_Your task:_ In the article on India's literature festivals, copy the passage starting at "In 2025, Nobel" and ending at "writers and readers.", changing "buffet" to "spread".

_Extract:_
■ ■ ■ ■ ■ ■ ■
My mother would often say how, as a college student in the 1980s, she aspired to travel from Jaipur to Nainital just to meet her favourite author Shivani, a pioneer in Hindi women-centric fiction, and whose books have had a sizeable presence at our home. A simple wish, yet reflecting a palpable distance that existed between a writer and a reader; only if she had wished the same years later when the stars of the literary world descend each year in the same city from where she had wished to travel to meet her favourite author.
In 2025, Nobel laureate Abhijit Banerjee, who has written the cookbook Chhaunk: On Food, Economics and Society, stands ahead of me, holding a plate, in a queue for a heritage evening dinner buffet held at Amer Fort in the backdrop of the Jaipur Literature Festival in February. There were several award-winning writers in the queue-all here to attend the JLF. At the centre of the venue, writer-filmmaker Imtiaz Ali is seen surrounded by fans, while Venki Ramakrishnan, the Nobel Prize-winning biologist and author of Why We Die: The New Science of Aging and The Quest for Immortality, interacts with a young fan before obliging for a selfie.
"This is such an equaliser," says a person standing in the queue, as one cannot help but acknowledge how literature festivals across India have bridged the gap that existed between writers and readers.
A PLACE CALLED NEEMRANA
The JLF, which began in 2006 with around 18 speakers and some 100 attendees, has grown to become the Mahakumbh of literature and has inspired many lit fests across India.
However, it all started not in Jaipur, but 150km away in a small historical town called Neemrana, when in 2002, the then BJP government led by Atal Bihari Vajpayee geared to celebrate the 2001 Nobel Prize win of writer V.S. Naipaul.
■ ■ ■ ■ ■ ■ ■
_Supplied data:_
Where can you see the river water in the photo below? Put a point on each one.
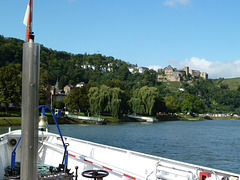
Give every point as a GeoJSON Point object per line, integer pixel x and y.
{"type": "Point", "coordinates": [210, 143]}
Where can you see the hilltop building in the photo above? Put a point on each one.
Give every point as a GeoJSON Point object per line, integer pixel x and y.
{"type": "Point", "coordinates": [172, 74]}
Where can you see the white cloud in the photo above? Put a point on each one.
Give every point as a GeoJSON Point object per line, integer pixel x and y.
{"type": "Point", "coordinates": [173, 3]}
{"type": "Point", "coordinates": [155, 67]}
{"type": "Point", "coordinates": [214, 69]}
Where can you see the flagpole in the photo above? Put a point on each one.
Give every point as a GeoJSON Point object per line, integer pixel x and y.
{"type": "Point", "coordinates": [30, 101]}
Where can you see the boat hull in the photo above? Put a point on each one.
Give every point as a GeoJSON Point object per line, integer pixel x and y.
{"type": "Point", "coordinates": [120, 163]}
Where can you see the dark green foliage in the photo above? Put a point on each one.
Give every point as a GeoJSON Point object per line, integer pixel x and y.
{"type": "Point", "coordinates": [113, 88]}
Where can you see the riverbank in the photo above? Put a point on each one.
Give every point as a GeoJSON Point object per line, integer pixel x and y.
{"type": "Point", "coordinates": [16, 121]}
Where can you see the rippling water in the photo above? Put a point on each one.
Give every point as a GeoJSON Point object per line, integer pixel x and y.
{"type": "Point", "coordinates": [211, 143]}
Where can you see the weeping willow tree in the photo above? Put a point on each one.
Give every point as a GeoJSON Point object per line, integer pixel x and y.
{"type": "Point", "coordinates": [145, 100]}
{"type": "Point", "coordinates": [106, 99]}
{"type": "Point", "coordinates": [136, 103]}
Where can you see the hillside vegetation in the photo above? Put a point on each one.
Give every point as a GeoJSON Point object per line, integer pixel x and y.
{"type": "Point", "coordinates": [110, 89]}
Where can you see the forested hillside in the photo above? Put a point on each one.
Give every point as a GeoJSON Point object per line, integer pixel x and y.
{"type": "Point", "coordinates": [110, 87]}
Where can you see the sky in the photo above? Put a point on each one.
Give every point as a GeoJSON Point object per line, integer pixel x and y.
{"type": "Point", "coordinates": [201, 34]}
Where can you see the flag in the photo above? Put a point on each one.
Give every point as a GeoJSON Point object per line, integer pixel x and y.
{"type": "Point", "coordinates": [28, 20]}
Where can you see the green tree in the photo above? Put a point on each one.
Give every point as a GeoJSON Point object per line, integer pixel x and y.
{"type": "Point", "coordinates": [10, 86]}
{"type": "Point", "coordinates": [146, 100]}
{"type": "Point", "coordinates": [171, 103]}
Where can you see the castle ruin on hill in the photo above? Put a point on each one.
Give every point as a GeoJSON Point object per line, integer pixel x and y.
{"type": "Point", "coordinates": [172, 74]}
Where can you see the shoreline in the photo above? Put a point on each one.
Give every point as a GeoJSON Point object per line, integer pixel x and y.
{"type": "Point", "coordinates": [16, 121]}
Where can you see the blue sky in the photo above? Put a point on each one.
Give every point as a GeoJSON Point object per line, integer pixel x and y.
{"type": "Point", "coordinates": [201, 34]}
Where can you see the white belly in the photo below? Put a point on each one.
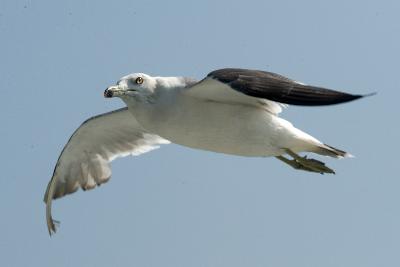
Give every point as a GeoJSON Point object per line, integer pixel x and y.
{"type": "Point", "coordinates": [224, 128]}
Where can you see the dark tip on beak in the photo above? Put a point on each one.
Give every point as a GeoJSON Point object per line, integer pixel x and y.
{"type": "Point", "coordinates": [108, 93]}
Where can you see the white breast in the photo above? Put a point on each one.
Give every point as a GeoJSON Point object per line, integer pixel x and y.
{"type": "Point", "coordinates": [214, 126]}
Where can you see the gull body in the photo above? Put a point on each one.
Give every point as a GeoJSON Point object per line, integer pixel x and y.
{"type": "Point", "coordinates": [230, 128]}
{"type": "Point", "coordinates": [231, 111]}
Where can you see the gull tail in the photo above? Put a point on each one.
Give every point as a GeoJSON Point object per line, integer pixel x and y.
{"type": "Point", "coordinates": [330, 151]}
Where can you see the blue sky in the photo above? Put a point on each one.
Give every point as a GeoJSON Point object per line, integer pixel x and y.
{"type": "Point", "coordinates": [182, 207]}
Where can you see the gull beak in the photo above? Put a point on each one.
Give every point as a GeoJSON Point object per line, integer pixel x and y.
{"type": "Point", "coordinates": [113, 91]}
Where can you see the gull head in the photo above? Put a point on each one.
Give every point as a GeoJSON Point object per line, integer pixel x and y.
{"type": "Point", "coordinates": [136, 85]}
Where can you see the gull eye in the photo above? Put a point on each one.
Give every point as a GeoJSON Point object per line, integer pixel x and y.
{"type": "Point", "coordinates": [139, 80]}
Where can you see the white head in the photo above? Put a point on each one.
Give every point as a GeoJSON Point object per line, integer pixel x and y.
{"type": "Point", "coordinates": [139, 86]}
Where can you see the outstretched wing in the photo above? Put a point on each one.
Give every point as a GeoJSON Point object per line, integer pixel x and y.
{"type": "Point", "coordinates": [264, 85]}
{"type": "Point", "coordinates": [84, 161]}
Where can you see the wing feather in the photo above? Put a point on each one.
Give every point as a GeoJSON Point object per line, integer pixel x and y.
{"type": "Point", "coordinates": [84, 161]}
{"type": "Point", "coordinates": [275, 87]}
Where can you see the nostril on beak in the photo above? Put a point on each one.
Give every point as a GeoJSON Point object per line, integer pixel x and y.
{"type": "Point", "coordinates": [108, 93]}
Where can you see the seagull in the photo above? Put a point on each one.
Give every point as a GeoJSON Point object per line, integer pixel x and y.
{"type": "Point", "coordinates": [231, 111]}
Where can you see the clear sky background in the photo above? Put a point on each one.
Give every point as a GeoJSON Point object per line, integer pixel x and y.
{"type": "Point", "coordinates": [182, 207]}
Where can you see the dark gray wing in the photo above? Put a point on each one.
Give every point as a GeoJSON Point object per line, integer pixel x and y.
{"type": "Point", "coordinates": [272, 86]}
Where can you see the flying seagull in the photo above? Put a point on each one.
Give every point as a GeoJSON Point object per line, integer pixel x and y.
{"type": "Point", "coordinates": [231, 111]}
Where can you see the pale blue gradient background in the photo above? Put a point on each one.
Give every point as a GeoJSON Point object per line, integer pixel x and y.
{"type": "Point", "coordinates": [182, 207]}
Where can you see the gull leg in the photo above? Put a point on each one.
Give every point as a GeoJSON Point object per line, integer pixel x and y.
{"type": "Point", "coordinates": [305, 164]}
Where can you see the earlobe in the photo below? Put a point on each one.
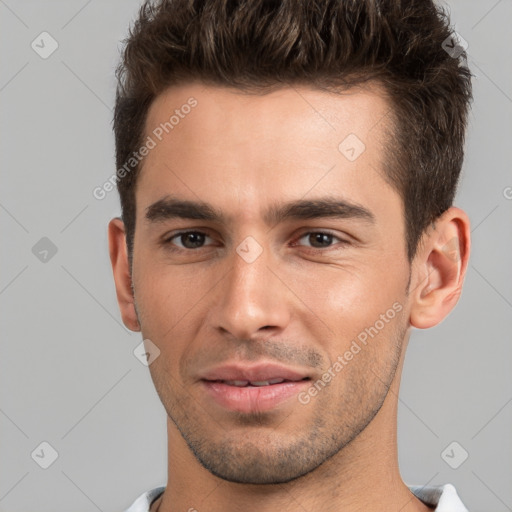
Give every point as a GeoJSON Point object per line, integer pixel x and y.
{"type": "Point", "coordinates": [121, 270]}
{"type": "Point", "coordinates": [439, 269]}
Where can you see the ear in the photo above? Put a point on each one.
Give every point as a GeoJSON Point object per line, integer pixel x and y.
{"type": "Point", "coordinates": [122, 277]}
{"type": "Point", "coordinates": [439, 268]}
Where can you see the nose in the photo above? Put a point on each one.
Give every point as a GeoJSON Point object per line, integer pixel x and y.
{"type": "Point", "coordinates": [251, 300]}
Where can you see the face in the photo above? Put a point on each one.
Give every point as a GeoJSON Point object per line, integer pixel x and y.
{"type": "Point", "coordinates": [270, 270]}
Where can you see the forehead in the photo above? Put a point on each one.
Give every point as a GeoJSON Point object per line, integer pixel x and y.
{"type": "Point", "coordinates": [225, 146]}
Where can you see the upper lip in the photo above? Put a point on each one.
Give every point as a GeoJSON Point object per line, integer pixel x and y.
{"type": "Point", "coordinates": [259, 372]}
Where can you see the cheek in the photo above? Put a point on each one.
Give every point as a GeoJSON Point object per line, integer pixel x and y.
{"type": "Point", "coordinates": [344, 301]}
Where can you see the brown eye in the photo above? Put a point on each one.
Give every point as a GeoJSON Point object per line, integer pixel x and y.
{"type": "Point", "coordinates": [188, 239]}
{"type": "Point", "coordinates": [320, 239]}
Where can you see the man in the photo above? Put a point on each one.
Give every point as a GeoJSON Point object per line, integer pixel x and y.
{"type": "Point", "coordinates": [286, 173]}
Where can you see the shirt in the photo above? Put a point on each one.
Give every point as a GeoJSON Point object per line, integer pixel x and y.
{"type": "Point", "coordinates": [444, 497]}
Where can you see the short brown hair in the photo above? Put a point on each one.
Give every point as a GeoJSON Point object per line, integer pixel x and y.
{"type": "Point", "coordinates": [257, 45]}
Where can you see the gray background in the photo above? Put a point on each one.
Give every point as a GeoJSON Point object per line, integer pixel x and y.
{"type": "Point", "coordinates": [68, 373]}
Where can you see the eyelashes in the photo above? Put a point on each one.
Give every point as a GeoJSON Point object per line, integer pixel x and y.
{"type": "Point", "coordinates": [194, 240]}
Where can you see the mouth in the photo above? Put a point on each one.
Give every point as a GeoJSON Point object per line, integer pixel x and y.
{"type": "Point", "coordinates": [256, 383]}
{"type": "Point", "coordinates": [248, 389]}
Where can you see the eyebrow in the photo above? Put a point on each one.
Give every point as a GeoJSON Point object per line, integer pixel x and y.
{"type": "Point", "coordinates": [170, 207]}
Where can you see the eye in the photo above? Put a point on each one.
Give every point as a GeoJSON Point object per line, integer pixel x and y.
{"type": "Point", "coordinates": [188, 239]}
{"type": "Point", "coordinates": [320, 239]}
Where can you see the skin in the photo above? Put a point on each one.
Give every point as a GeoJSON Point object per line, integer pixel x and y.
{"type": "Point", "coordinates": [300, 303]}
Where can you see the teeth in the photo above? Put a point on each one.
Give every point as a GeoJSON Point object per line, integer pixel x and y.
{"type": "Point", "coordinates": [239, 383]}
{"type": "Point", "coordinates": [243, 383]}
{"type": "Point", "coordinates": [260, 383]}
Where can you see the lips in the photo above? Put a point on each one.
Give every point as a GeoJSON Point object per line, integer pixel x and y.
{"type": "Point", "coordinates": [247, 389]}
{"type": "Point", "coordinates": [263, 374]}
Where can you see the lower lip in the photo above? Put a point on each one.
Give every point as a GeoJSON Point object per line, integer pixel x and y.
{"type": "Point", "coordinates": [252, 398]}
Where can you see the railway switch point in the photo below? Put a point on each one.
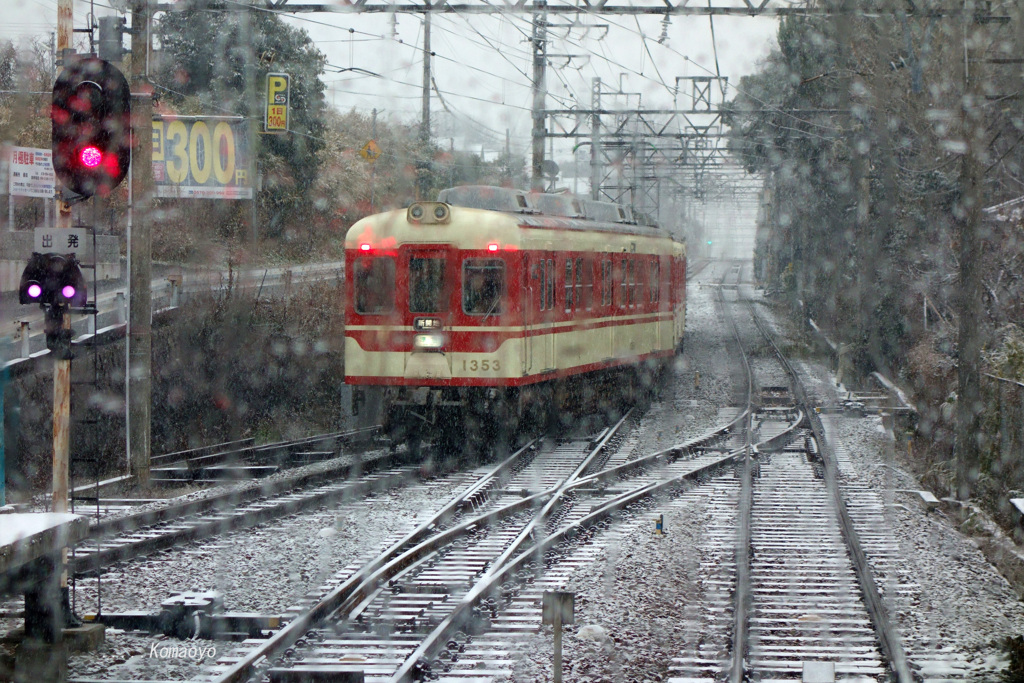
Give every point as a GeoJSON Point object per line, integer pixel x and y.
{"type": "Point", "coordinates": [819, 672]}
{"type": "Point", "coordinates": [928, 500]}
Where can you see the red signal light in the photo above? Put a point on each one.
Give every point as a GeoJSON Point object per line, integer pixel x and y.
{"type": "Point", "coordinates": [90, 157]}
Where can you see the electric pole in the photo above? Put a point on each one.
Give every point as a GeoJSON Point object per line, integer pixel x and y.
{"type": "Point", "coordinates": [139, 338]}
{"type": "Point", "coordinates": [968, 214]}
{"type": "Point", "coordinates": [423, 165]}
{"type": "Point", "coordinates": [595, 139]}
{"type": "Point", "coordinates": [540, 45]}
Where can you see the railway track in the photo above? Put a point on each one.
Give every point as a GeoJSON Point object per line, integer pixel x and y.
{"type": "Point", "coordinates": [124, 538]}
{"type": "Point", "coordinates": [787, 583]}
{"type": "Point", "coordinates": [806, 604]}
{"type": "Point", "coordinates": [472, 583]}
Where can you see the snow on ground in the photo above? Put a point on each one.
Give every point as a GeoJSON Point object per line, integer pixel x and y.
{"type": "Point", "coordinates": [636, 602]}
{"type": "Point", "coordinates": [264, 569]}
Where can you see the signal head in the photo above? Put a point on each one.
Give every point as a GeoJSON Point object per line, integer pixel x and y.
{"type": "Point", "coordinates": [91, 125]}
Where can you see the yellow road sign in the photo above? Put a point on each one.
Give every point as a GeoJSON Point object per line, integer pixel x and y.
■ ■ ■ ■ ■ ■ ■
_Answer to this problem:_
In 2025, Nobel laureate Abhijit Banerjee, who has written the cookbook Chhaunk: On Food, Economics and Society, stands ahead of me, holding a plate, in a queue for a heritage evening dinner spread held at Amer Fort in the backdrop of the Jaipur Literature Festival in February. There were several award-winning writers in the queue-all here to attend the JLF. At the centre of the venue, writer-filmmaker Imtiaz Ali is seen surrounded by fans, while Venki Ramakrishnan, the Nobel Prize-winning biologist and author of Why We Die: The New Science of Aging and The Quest for Immortality, interacts with a young fan before obliging for a selfie.
"This is such an equaliser," says a person standing in the queue, as one cannot help but acknowledge how literature festivals across India have bridged the gap that existed between writers and readers.